EXCERPT PROVIDED:
───

Re: [Gluster-devel] finding and fixing memory leaks in xlators

2017-04-25 Thread Niels de Vos
On Tue, Apr 25, 2017 at 02:55:30PM +0530, Amar Tumballi wrote:
> Thanks for this detailed Email with clear instructions Niels.
> 
> Can we have this as github issues as well? I don't want this information to
> be lost as part of email thread in ML archive. I would like to see if I can
> get some interns to work on these leaks per component as part of their
> college project etc.

This is already reported as a GitHub issue as
https://github.com/gluster/glusterfs/issues/176 . Fixes for the leaks in
the different xlators will need a bug report in Bugzilla. For now I have
been creating new bugs per xlator, and added BZ 1425623 in the "blocks"
field of the xlator bugs.

Many fixes will be part of glusterfs-3.11. At the moment I am focussing
mostly on the Gluster core (libglusterfs) leaks. Leaks in the xlators
tend to be a little easier to fix, and would be more suitable for junior
engineers. I'm happy to explain more details if needed :)

Thanks!
Niels


> 
> -Amar
> 
> On Tue, Apr 25, 2017 at 2:29 PM, Niels de Vos  wrote:
> 
> > Hi,
> >
> > with the use of gfapi it has become clear that Gluster was never really
> > developed to be loaded in applications. There are many different memory
> > leaks that get exposed through the usage of gfapi. Before, memory leaks
> > were mostly cleaned up automatically because processes would exit. Now,
> > there are applications that initialize a GlusterFS client to access a
> > volume, and de-init that client once not needed anymore. Unfortunately
> > upon the de-init, not all allocated memory is free'd again. These are
> > often just a few bytes, but for long running processes this can become a
> > real problem.
> >
> > Finding the memory leaks in xlators has been a tricky thing. Valgrind
> > would often not know what function/source the allocation did, and fixing
> > the leak would become a real hunt. There have been some patches merged
> > that make Valgrind work more easily, and a few patches still need a
> > little more review before everything is available. The document below
> > describes how to use a new "sink" xlator to detect memory leaks. This
> > xlator can only be merged when a change for the graph initialization is
> > included too:
> >
> >  - https://review.gluster.org/16796 - glusterfs_graph_prepare
> >  - https://review.gluster.org/16806 - sink xlator and developer doc
> >
> > It would be most welcome if other developers can reviwe the linked
> > changes, so that everyone can easily debug memory leaks from thair
> > favorite xlators.

───

Dataset items:
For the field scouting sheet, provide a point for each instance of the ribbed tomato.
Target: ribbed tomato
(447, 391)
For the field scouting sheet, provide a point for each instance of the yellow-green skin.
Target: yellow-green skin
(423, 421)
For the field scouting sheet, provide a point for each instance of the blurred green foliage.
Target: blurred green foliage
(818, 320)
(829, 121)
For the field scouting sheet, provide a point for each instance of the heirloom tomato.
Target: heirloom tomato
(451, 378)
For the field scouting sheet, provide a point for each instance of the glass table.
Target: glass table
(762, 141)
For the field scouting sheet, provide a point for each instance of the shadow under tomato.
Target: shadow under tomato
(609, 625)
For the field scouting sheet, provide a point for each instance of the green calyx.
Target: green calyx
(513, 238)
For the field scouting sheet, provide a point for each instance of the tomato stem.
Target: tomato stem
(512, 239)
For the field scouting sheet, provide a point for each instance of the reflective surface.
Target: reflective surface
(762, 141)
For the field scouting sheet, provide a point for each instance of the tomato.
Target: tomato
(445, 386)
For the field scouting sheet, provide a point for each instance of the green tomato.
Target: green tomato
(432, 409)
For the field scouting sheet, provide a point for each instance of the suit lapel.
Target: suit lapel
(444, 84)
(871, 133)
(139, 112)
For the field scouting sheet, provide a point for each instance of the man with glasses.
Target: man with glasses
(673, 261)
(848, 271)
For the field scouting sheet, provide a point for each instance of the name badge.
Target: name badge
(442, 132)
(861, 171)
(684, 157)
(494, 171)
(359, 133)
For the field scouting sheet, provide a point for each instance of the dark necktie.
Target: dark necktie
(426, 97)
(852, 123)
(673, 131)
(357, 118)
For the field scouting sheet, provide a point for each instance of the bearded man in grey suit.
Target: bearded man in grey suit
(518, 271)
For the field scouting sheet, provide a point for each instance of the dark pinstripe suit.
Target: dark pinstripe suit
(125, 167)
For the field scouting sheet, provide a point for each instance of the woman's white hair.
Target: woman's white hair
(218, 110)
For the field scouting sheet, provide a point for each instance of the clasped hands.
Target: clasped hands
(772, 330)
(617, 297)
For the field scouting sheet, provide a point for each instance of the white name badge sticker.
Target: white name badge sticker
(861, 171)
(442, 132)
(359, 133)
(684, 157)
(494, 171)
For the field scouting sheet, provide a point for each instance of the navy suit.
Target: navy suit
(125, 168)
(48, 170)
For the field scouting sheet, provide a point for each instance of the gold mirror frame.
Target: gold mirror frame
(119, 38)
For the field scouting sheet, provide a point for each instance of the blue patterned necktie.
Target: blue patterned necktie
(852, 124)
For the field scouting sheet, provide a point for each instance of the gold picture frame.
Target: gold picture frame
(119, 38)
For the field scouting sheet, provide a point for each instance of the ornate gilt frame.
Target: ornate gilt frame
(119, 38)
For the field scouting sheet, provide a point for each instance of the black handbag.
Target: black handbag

───

PROBLEMS TO WORK ON:
1. Print the passage of the memory-leak thread starting with "Re: [Gluster-devel] finding" and going on through "clear instructions Niels.".
2. List every web address given in the memory-leak thread.
None of the entries has any connection to the memory-leak thread.

SET OF ANSWERS:
1.
Re: [Gluster-devel] finding and fixing memory leaks in xlators

2017-04-25 Thread Niels de Vos
On Tue, Apr 25, 2017 at 02:55:30PM +0530, Amar Tumballi wrote:
> Thanks for this detailed Email with clear instructions Niels.

2.
- https://github.com/gluster/glusterfs/issues/176
- https://review.gluster.org/16796
- https://review.gluster.org/16806